- **Text**:
⟨

Weekly newsletter:
April 5-11 2021
Level difficulty:
Treatment using a protease inhibitor
The SARS-CoV-2 genome codes for 2 polyproteins, 4 structural proteins (including the spike) and other accessory proteins. The viral protease Mpro has the function of splitting the polyprotein into individual proteins and has a central role in the virus cycle. Since Mpro has no equivalent in humans, it is an excellent choice for targeting by therapeutic treatments, since side-effects should be relatively limited. Certain protease inhibitors are currently being developed (Pfizer, phase 1), but there is a severe lack of antivirals to treat the successive waves of infections. Chinese researchers at Sichuan University and at the Kumming Institute of Zoology have developed compounds that target Mpro and which for the first time have proved their effectiveness as antivirals in in vivo trials.

⟩

Natural-language object grounding data
⟨

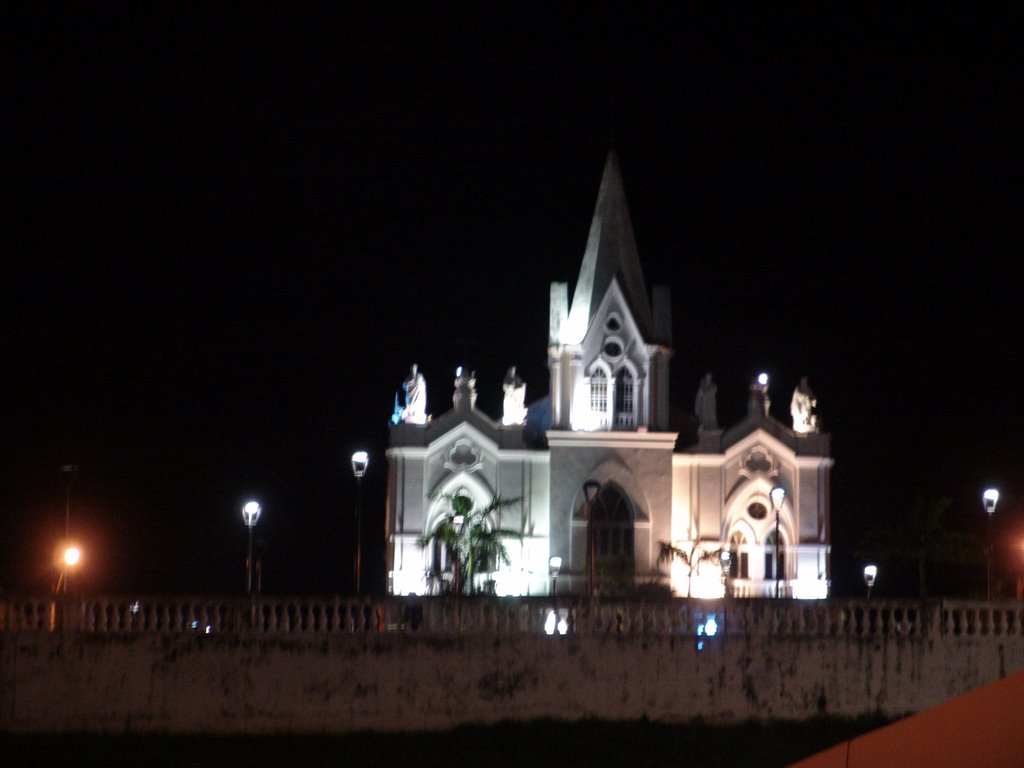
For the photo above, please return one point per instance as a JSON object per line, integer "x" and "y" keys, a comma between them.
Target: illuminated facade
{"x": 605, "y": 426}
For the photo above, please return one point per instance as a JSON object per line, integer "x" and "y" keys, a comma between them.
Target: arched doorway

⟩

- **Actions to take**:
[1] Answer these questions using the newsletter on protease inhibitor treatment:
(a) How many polyproteins does the SARS-CoV-2 genome code for?
(b) Why should the side-effects of treatments targeting Mpro be relatively limited?
(c) At which two institutions did the Chinese researchers work?
[2] Summarize the newsletter on protease inhibitor treatment in two sentences.
[3] Rewrite the paragraph of the newsletter on protease inhibitor treatment that begins "The SARS-CoV-2 genome codes" as a bulleted list that keeps its main facts.

- **Responses per task**:
[1]
(a) Two.
(b) Mpro has no equivalent in humans.
(c) Sichuan University and the Kumming Institute of Zoology.

[2] The SARS-CoV-2 protease Mpro splits the viral polyprotein into individual proteins and has no human equivalent, which makes it a good target for treatments with relatively limited side-effects. Antivirals are severely lacking, but Chinese researchers have developed compounds targeting Mpro that have proved effective as antivirals in in vivo trials for the first time.

[3]
- The SARS-CoV-2 genome codes for 2 polyproteins, 4 structural proteins (including the spike) and other accessory proteins.
- The viral protease Mpro splits the polyprotein into individual proteins and is central to the virus cycle.
- Mpro has no human equivalent, so treatments targeting it should have relatively limited side-effects.
- Some protease inhibitors are in development (Pfizer, phase 1), but antivirals for the successive waves of infections are severely lacking.
- Researchers at Sichuan University and the Kumming Institute of Zoology developed Mpro-targeting compounds that, for the first time, proved effective as antivirals in in vivo trials.